(Point localization data)

........

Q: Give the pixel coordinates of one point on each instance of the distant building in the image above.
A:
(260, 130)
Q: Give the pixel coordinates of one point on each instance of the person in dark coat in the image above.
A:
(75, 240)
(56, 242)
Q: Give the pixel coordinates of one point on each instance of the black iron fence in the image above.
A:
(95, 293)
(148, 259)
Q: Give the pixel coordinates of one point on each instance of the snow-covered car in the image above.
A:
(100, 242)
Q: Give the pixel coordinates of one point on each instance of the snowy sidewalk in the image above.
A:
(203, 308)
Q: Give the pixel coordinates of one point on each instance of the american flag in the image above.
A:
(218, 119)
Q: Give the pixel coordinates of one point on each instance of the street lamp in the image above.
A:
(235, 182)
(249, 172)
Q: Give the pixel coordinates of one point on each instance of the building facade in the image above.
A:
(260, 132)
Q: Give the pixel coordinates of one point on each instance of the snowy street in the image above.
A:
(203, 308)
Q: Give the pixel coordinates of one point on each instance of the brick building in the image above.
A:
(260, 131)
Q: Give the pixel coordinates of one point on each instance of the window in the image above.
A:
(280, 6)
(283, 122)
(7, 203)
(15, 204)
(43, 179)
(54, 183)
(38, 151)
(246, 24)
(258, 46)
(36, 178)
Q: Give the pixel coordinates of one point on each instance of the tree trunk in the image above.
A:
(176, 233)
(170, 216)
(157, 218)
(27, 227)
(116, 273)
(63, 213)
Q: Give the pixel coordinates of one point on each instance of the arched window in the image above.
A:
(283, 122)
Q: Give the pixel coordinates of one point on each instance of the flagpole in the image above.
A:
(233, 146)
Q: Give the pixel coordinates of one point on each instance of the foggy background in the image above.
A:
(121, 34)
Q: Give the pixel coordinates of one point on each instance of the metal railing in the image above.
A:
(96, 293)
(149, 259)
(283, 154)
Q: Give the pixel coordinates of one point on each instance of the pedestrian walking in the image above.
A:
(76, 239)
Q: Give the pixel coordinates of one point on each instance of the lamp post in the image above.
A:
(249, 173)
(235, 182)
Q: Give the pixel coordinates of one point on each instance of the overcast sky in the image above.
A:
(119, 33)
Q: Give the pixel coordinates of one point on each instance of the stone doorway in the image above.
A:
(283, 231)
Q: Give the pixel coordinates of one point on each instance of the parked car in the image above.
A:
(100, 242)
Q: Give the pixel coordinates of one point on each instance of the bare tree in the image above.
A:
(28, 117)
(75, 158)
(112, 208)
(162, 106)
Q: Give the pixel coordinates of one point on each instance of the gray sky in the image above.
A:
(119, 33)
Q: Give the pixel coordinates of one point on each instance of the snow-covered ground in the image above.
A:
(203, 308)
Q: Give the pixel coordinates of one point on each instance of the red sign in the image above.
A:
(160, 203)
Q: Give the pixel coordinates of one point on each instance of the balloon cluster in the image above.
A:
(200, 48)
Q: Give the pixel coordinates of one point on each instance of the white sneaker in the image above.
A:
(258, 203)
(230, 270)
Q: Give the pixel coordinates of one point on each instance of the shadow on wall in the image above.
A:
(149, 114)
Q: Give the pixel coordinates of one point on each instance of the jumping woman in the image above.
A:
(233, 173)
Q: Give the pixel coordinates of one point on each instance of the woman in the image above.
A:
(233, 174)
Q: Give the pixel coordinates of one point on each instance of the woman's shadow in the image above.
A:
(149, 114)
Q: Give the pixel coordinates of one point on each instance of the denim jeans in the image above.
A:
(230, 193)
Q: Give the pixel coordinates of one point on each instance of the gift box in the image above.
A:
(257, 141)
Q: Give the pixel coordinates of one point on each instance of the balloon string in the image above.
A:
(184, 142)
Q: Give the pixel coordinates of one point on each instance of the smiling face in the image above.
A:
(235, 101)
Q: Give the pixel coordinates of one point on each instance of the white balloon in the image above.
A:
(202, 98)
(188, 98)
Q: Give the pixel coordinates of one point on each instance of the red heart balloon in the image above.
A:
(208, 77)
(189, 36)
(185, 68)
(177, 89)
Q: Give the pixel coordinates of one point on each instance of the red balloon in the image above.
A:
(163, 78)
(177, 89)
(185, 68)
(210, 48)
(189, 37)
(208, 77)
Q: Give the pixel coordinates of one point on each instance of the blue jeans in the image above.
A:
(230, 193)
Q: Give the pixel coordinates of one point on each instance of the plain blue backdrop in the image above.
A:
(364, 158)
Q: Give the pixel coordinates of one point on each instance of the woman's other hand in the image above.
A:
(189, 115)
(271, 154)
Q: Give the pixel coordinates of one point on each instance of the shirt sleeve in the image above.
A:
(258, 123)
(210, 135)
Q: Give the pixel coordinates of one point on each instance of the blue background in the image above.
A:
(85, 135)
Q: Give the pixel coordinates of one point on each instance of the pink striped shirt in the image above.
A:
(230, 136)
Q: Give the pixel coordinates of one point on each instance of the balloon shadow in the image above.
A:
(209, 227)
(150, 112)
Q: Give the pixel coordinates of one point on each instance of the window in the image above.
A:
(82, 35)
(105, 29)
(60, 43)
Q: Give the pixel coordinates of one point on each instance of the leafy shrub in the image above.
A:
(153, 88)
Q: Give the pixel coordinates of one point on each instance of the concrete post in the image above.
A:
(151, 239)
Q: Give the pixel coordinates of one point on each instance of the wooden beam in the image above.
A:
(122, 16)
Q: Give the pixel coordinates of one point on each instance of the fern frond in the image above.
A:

........

Requirement
Write out exactly the lines above between the line with "string in the image above." and the line with "blue jeans in the image above.", inclusive, and nothing beyond them.

Answer box
Q: Give the pixel coordinates of one point on each instance of the balloon string in the image above.
A:
(184, 142)
Q: Give the pixel coordinates of one point on each instance of the smiling face in the image above.
A:
(235, 101)
Q: Give the pixel coordinates of one point on each instance of the white balloon in the image above.
A:
(202, 98)
(188, 98)
Q: Give the pixel coordinates of one point on each instance of the red heart balloon in the image above.
A:
(208, 77)
(189, 36)
(185, 68)
(177, 89)
Q: Give the pixel coordinates of one point on each instance of the red balloon in the image above.
A:
(163, 78)
(177, 89)
(185, 68)
(210, 48)
(189, 37)
(208, 77)
Q: Give the pixel coordinates of one point on each instance of the blue jeans in the image above.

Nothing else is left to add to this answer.